## YOUR TASK
In the lines below, count those containing the word "transmission" and give the number alone.

## INFORMATION GIVEN
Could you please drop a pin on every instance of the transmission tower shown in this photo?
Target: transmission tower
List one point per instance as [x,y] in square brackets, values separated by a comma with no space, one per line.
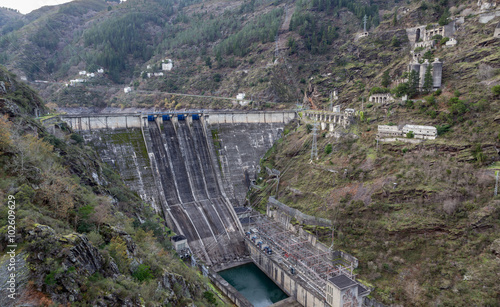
[496,184]
[314,148]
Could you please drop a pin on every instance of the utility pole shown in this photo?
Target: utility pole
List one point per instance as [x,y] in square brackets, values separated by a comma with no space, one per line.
[496,183]
[331,101]
[314,148]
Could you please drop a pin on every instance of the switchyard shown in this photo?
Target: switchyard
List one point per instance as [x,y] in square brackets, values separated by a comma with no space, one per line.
[194,167]
[310,266]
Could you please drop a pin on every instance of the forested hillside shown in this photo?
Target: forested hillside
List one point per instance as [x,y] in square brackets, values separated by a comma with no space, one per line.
[421,217]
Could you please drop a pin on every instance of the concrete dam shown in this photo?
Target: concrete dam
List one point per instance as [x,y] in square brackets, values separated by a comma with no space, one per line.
[192,166]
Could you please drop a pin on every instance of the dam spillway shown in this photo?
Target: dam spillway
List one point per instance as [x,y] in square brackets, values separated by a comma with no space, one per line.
[171,162]
[204,217]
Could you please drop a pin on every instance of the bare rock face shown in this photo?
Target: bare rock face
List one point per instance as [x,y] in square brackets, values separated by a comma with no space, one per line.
[86,257]
[495,247]
[60,264]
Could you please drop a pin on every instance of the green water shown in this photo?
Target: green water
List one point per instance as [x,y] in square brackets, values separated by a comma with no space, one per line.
[250,281]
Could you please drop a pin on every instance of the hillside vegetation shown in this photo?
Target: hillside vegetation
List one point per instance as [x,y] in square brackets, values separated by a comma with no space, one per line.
[421,217]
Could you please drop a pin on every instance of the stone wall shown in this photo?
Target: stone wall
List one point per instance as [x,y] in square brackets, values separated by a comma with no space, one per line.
[233,294]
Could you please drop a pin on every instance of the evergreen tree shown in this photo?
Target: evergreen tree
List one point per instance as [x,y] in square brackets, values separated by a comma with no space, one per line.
[413,81]
[428,82]
[386,79]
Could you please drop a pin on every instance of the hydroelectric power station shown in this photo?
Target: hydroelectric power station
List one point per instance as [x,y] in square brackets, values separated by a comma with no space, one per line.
[195,168]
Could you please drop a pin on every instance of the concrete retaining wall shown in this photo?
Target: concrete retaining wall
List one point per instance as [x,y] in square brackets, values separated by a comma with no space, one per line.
[97,122]
[250,117]
[292,285]
[229,290]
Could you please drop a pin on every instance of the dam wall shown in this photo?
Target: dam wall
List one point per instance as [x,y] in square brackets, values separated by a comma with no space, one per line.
[98,121]
[237,142]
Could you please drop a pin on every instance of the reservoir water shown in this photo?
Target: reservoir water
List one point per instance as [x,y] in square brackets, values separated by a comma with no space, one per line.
[250,281]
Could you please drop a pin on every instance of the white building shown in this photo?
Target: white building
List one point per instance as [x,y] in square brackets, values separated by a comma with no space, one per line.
[452,42]
[343,291]
[381,98]
[76,81]
[386,130]
[419,132]
[167,64]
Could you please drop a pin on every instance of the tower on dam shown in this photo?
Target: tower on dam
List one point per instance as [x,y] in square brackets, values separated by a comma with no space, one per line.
[171,161]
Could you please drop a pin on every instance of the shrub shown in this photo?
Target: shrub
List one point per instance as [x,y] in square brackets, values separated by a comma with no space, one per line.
[95,238]
[328,149]
[210,297]
[443,129]
[444,40]
[496,90]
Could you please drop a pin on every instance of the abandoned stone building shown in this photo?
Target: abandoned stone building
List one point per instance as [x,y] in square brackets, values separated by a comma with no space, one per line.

## OUTPUT OF THE EXERCISE
2